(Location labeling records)
□ □ □

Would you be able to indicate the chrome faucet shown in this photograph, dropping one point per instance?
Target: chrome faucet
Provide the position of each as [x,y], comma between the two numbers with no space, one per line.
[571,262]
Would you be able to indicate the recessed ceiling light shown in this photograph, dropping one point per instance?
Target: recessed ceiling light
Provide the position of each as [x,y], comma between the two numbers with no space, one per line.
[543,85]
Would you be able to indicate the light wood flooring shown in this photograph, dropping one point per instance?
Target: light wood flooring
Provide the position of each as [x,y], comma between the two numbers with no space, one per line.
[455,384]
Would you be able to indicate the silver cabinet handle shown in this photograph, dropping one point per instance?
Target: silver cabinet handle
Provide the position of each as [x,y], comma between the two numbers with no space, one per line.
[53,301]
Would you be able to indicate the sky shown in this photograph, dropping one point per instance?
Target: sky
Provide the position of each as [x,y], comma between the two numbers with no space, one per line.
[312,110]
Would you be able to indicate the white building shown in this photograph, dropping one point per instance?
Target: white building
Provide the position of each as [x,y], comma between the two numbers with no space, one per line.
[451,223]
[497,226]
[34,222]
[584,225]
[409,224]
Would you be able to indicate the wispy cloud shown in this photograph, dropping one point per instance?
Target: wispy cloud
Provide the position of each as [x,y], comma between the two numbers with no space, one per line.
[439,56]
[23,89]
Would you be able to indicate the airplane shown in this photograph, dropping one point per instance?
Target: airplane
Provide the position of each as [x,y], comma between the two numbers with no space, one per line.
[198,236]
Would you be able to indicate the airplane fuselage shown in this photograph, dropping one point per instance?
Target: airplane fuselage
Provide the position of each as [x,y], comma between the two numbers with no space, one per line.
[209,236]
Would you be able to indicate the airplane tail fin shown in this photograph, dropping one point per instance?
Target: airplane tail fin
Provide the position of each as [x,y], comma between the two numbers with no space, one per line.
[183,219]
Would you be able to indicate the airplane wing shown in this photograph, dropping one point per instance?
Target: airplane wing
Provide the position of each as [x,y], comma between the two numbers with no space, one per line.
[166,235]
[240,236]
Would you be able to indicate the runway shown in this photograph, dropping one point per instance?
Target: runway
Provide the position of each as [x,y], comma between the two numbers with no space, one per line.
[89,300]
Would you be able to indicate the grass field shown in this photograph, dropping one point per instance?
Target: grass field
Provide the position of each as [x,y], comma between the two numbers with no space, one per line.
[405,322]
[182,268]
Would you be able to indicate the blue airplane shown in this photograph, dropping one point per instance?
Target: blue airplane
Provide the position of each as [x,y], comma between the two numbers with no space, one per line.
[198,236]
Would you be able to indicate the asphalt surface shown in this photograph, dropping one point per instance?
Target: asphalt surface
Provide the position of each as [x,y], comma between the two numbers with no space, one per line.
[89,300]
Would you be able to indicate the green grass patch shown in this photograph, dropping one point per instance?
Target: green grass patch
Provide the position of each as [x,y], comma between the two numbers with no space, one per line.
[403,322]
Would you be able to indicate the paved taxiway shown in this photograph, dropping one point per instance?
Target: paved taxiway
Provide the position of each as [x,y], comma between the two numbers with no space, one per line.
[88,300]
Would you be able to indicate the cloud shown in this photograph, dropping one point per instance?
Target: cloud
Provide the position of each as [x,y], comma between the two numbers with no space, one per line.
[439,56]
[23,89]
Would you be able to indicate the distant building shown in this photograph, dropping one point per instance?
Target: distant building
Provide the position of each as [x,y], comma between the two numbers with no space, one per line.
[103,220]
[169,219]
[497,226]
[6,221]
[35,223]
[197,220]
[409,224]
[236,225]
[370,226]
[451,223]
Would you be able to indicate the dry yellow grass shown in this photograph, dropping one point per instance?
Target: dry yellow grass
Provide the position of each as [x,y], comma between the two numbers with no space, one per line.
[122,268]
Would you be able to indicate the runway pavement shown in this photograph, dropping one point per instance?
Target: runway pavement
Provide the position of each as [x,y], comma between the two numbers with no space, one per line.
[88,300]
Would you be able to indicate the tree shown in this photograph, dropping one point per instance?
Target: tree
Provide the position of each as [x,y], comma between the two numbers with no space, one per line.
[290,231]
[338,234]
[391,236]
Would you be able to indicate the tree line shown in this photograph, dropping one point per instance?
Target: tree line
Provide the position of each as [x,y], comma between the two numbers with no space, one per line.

□ □ □

_DIRECTION_: Using the data above, reproduce every line exactly.

_RESPONSE TO THIS EXERCISE_:
Would you be able to indicate the chrome faucet shown in this photograph, dropping one point per instance?
Target: chrome faucet
Provide the position of each as [x,y], comma between the two numbers with no space, one per line.
[571,262]
Would you be able to indicate the recessed ceiling light shown in this photograph, dropping one point per instance?
Target: recessed ceiling light
Provide the position of each as [x,y], comma between the two numbers with no space, one per line.
[543,85]
Would you be able to indicate the light wood flooring shown in this photograph, dropping one point per instance?
Target: light wood flooring
Provide the position of each as [x,y], comma between the two numbers with no space, one per line.
[455,384]
Would you be able to indicate the silver cabinet handle shown in this photograph, dropping one point per instance?
Target: silver cabinet handle
Provide the position of each as [x,y], comma between the two numbers with no space, one per line.
[53,301]
Would you be able to indicate the sky shown in this photograph, dropping one point per instance?
Target: sky
Provide the position of each as [x,y], comma between the two numbers with no space, one per line.
[312,110]
Would you be able to indicate the white building shown in this photograph, dropping one point per instance?
Target: white building
Provide the position of each as [x,y], comma between the two numbers with no space, one per line.
[451,223]
[497,226]
[34,222]
[584,225]
[409,224]
Would you be able to indicate the wispy cloud shown in this photograph, dropping one point per instance?
Target: wispy cloud
Provide the position of each as [x,y], comma between the two numbers with no space, one per line.
[439,56]
[23,89]
Would you be able to indicate the airplane shown in this photograph, dropping one point per instance?
Target: airplane
Provide the position of each as [x,y], comma between the two numbers with no space, one per line.
[198,236]
Would you be able to indicate the airplane fuselage shown in this photograph, dropping one point per instance?
Target: airplane fuselage
Provide the position of each as [x,y], comma between the two numbers with no space, one per line.
[209,236]
Would you be able to indicate the airplane tail fin shown in this photograph, dropping one point per instance?
Target: airplane tail fin
Provide the position of each as [x,y], comma between the two numbers with no space, one per line.
[183,219]
Would you be able to indicate the airplane wing shown in this photograph, dropping one point per instance?
Target: airplane wing
Provide the position of each as [x,y], comma between the two numbers with no space, one per line.
[166,235]
[240,236]
Would you be able to indicate the runway shown in this photograph, dropping one point per instance?
Target: runway
Provide the position of each as [x,y], comma between the two numbers with no space, one per line.
[89,300]
Would you be able to indicate the grass field shown in this photograph, dropping one point per instance?
Target: grass field
Provide the position of each as [x,y], comma between the two numbers with no space, one per line.
[405,322]
[182,268]
Would you be able to indicate the blue airplane shown in this photograph, dropping one point per instance?
Target: blue airplane
Provide the position of each as [x,y], comma between the two numbers with no space, one per line.
[198,236]
Would you be able to indicate the asphalt surface shown in this photograph, dropping one point per instance?
Target: asphalt surface
Provide the position of each as [x,y], comma between the two numbers with no space, one per line.
[89,300]
Would you be able to indicate the green grass patch shown in this photograph, dropping one point per instance?
Target: green grass patch
Provide the position of each as [x,y], comma between the two numbers with no space, one per line.
[403,322]
Would you be able to indicate the paved taxiway shown in this photograph, dropping one point per instance?
Target: paved taxiway
Provide the position of each as [x,y], comma between the two numbers with no space, one per line.
[88,300]
Would you be able to indicate the cloud shown in this photograph, dropping one point per instance?
Target: cloud
Provide the position of each as [x,y], comma between the two numbers with no space, one per line.
[439,56]
[23,89]
Would you be able to indicate the distant building shown in this photograph, dropping one point per instance?
Target: distant building
Provide the position of each as [x,y], comma between the two numbers with no space, one per line.
[103,220]
[169,219]
[497,226]
[6,221]
[35,223]
[197,220]
[409,224]
[236,225]
[370,226]
[451,223]
Would you be able to indicate the dry yellow grass shown in this photograph, dropping one point per instance?
Target: dry yellow grass
Provide the position of each as [x,y], comma between the two numbers with no space, one per line.
[122,268]
Would you be able to indicate the runway pavement shown in this photograph, dropping one point per instance?
Target: runway pavement
Provide the position of each as [x,y], comma between the two numbers with no space, one per line.
[88,300]
Would you be able to indicate the tree shown in this photograph, dropping one point per instance?
Target: tree
Provide the position of each as [x,y], comma between the two numbers with no space, one per line.
[290,231]
[338,234]
[391,236]
Would you be able to indicate the tree line shown in this photograph, dropping one point per instance?
Target: tree line
Provide the position of each as [x,y], comma between the two numbers with no space, one per line.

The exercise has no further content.